-- INSTRUCTION --
Repeat every entry word for word, skipping the pictures.

⁂

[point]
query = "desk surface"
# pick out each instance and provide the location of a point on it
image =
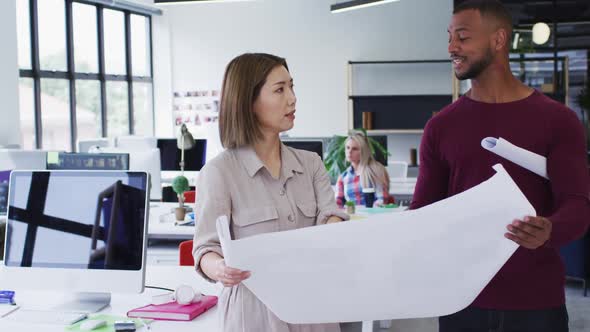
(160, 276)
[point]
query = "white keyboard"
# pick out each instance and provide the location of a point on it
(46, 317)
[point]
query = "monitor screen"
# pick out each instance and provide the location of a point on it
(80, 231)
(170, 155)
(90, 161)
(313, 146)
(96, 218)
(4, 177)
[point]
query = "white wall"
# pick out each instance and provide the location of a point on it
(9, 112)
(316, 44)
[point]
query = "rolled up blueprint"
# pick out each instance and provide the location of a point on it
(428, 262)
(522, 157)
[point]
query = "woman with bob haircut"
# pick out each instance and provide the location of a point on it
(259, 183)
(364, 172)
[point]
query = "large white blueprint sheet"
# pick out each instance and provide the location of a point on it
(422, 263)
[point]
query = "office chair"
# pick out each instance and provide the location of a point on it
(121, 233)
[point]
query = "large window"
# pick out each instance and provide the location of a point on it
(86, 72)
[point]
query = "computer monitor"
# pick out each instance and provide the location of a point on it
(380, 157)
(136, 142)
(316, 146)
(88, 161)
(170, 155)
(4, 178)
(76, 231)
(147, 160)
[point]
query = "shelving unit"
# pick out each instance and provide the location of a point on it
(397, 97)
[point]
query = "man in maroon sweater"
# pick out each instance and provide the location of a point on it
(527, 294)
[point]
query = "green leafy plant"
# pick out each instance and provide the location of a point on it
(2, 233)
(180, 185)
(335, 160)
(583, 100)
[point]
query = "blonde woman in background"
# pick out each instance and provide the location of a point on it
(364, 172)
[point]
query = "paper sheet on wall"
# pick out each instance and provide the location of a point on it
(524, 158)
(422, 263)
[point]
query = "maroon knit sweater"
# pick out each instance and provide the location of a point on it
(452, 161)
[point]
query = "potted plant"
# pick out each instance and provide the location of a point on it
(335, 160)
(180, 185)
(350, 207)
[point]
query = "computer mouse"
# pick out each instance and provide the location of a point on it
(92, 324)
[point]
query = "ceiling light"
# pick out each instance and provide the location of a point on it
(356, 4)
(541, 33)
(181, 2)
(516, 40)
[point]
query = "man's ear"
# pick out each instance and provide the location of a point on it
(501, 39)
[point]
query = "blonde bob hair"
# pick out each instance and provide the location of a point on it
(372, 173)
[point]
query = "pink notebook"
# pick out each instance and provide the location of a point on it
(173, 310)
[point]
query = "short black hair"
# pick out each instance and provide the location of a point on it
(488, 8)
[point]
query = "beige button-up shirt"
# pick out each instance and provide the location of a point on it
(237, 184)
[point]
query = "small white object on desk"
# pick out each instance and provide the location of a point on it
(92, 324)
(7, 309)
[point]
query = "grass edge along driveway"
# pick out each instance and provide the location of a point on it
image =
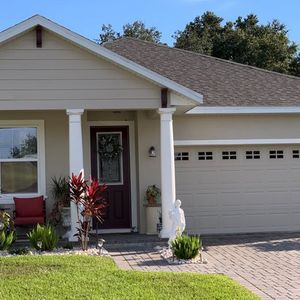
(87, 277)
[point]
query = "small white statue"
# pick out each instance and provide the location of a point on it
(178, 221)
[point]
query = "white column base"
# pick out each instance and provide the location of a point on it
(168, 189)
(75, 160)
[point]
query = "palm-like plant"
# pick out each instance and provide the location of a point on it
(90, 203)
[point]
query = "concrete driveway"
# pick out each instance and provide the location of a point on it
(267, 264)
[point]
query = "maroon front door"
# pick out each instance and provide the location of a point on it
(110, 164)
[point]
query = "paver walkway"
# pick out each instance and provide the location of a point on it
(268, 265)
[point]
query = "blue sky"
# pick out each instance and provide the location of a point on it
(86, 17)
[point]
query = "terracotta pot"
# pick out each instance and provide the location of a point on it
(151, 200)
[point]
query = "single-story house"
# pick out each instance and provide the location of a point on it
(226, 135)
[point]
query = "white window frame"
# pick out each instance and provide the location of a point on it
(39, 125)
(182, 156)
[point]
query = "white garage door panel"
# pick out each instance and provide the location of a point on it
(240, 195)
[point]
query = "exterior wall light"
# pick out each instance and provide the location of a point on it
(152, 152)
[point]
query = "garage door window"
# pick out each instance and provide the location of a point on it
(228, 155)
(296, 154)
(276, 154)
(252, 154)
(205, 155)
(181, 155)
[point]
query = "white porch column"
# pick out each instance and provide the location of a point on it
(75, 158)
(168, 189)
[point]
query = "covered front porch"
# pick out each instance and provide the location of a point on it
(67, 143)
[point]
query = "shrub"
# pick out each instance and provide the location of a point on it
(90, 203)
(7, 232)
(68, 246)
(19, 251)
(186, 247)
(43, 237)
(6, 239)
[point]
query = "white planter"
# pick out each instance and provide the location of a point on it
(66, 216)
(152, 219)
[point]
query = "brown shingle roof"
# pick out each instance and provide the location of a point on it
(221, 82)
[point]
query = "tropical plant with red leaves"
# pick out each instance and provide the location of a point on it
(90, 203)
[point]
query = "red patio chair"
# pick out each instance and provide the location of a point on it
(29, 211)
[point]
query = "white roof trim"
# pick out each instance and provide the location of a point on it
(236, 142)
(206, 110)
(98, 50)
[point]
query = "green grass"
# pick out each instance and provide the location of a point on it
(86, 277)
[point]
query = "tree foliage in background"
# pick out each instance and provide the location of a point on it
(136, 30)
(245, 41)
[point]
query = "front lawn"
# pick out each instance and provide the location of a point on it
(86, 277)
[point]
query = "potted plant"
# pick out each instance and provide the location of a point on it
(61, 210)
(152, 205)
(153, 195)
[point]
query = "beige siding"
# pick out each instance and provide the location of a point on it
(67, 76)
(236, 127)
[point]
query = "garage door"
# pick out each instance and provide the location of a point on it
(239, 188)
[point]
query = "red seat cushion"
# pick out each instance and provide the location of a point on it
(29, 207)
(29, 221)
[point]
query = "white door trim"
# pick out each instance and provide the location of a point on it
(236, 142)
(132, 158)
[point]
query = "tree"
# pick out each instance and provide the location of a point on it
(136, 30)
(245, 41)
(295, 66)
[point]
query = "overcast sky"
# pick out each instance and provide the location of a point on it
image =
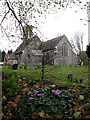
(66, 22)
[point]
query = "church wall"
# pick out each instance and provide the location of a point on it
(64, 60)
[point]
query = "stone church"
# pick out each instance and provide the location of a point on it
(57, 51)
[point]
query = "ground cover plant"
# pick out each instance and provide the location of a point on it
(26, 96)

⁂

-- THE RESULT --
[point]
query = "desk surface"
# pick out each instance and provide the location of a point on it
image =
(160, 276)
[point]
query = "white keyboard"
# pick out each instance and provide the location of a point on it
(46, 317)
[point]
query = "monitor screen"
# pick out each instance and provide the location of a point on it
(80, 231)
(170, 155)
(90, 161)
(313, 146)
(96, 218)
(4, 177)
[point]
query = "white wall"
# pick out each instance and provide the location of a point on it
(9, 112)
(316, 44)
[point]
query = "rolled up blueprint"
# pick out each instance and provide the location of a point on it
(428, 262)
(522, 157)
[point]
query = "woman with bob haircut"
# pick out each instance and provide the location of a point on it
(259, 183)
(364, 172)
[point]
query = "large white blueprint sheet"
# pick out each instance and provide the location of a point on it
(422, 263)
[point]
query = "office chair"
# pick out each instance and provide the location of a point on it
(121, 233)
[point]
query = "large window"
# pick out each instance and provide the location of a point on it
(86, 72)
[point]
query = "computer monitor"
# pick out each instance and provide the location of a point on it
(380, 157)
(136, 142)
(316, 146)
(88, 161)
(170, 155)
(4, 178)
(76, 231)
(147, 160)
[point]
query = "shelving unit"
# pick out each instance and provide the location of a point on it
(397, 97)
[point]
query = "man in maroon sweater"
# pick out each instance and provide the location of a point on it
(527, 294)
[point]
query = "green leafy plant"
# pick out each instance and provide the location of a point on it
(2, 233)
(180, 185)
(335, 160)
(583, 100)
[point]
query = "blonde woman in background"
# pick out each instance and provide the location of a point on it
(364, 172)
[point]
query = "paper sheet on wall"
# pick out each instance and provide the location of a point on it
(524, 158)
(422, 263)
[point]
query = "maroon knit sweater"
# pick out each instance and provide the location of a point on it
(452, 161)
[point]
query = "potted plant"
# pick out each instance and provide the location of a point on it
(335, 160)
(180, 185)
(350, 207)
[point]
query = "computer mouse"
# pick out each instance and provide the location of a point on it
(92, 324)
[point]
query = "ceiling light"
# pick out each instance and provide the location of a point on it
(356, 4)
(541, 33)
(181, 2)
(516, 40)
[point]
query = "man's ear"
# pick out each instance and provide the location of a point on it
(501, 39)
[point]
query = "blonde bob hair"
# pick out each instance and provide the location of a point on it
(372, 173)
[point]
query = "pink notebook"
# pick out each instance and provide the location of a point on it
(173, 310)
[point]
query = "short black hair"
# pick out each instance and provide the location of a point on it
(488, 8)
[point]
query = "beige button-up shirt"
# pick out each instance and provide the location of a point on it
(237, 184)
[point]
query = "small white object on desk"
# pick out each instance and provide the location of a point on it
(92, 324)
(7, 309)
[point]
query = "grass edge along driveway"
# pick out each instance and provide the location of a point on it
image =
(87, 277)
[point]
query = "small white statue"
# pick out each instance and provide the location of a point on it
(178, 221)
[point]
query = "white column base"
# pick out each instance and provide the location of a point on it
(168, 189)
(75, 160)
[point]
query = "palm-like plant"
# pick out each instance and provide the location of a point on it
(90, 203)
[point]
query = "concrete driveway"
# pick out each instance and provide the location of a point on it
(267, 264)
[point]
query = "maroon front door"
# pick out each instance and provide the location of a point on it
(110, 164)
[point]
query = "paver walkway"
# pick out each instance and provide the location of a point on it
(268, 265)
[point]
query = "blue sky"
# pick out each instance and provide the location of a point on it
(86, 17)
[point]
query = "terracotta pot"
# pick out each instance and provide the location of a point on it
(151, 200)
[point]
query = "single-story house"
# pick out each instance and provide the location of a point on it
(226, 135)
[point]
query = "white window frame"
# pick out each instance and provide the location of a point on it
(39, 125)
(182, 156)
[point]
query = "white garage door panel"
# pick out each instance and provide the location of a point on it
(240, 195)
[point]
query = "exterior wall light"
# pick out each instance and provide the location of a point on it
(152, 152)
[point]
query = "garage door window"
# pick out each instance and provide the location of a point on it
(228, 155)
(296, 154)
(276, 154)
(252, 154)
(205, 155)
(181, 155)
[point]
query = "white porch column"
# pick out each instance and provide the location of a point on it
(75, 158)
(168, 189)
[point]
query = "covered front porch"
# pick out each instance and provide the location of a point on it
(67, 143)
[point]
query = "shrub"
# pick out each instance and provide the location of a point on it
(90, 203)
(7, 232)
(68, 246)
(19, 251)
(186, 247)
(43, 237)
(6, 239)
[point]
query = "white planter"
# pick out each instance and provide the location of a point on it
(66, 216)
(152, 219)
[point]
query = "brown shingle roof"
# pick out each instance and provide the location of a point on it
(221, 82)
[point]
query = "tropical plant with red leaves"
# pick out each instance and provide the location of a point on it
(90, 203)
[point]
query = "red patio chair"
# pick out each instance and provide the location of a point on it
(29, 211)
[point]
query = "white roof trim"
# pick out each instance and provide the location of a point on it
(236, 142)
(206, 110)
(98, 50)
[point]
query = "green grass"
# pick out each instance and provide the location of a point on it
(86, 277)
[point]
query = "tree foliage in background"
# pick out each instance and provide the location of a point on it
(136, 30)
(245, 41)
[point]
query = "front lawn"
# pick out each instance and provide the location of a point on it
(86, 277)
[point]
query = "potted plant"
# pick out each instance and provide the location of a point on it
(61, 210)
(152, 205)
(153, 195)
[point]
query = "beige siding"
# pick out each instance and provide the location of a point on it
(67, 76)
(236, 127)
[point]
query = "garage door"
# pick out each instance and provide the location of a point on it
(239, 188)
[point]
query = "red seat cushion"
# pick out each instance and provide the location of a point on it
(29, 207)
(29, 221)
[point]
query = "white door trim"
# pick out each instance and provide the location of a point on it
(236, 142)
(132, 158)
[point]
query = "tree"
# pick out each instance and provide the location of a point on it
(136, 30)
(245, 41)
(295, 66)
[point]
query = "overcast sky"
# pick out each instance and provide the location of a point on it
image =
(66, 22)
[point]
query = "church wall"
# pick out each instance and provide the location of a point on it
(64, 60)
[point]
query = "stone church"
# pick out each instance and provide the location of a point on it
(57, 51)
[point]
query = "ground cover plant"
# pick out each instance and provide the location of a point on it
(26, 96)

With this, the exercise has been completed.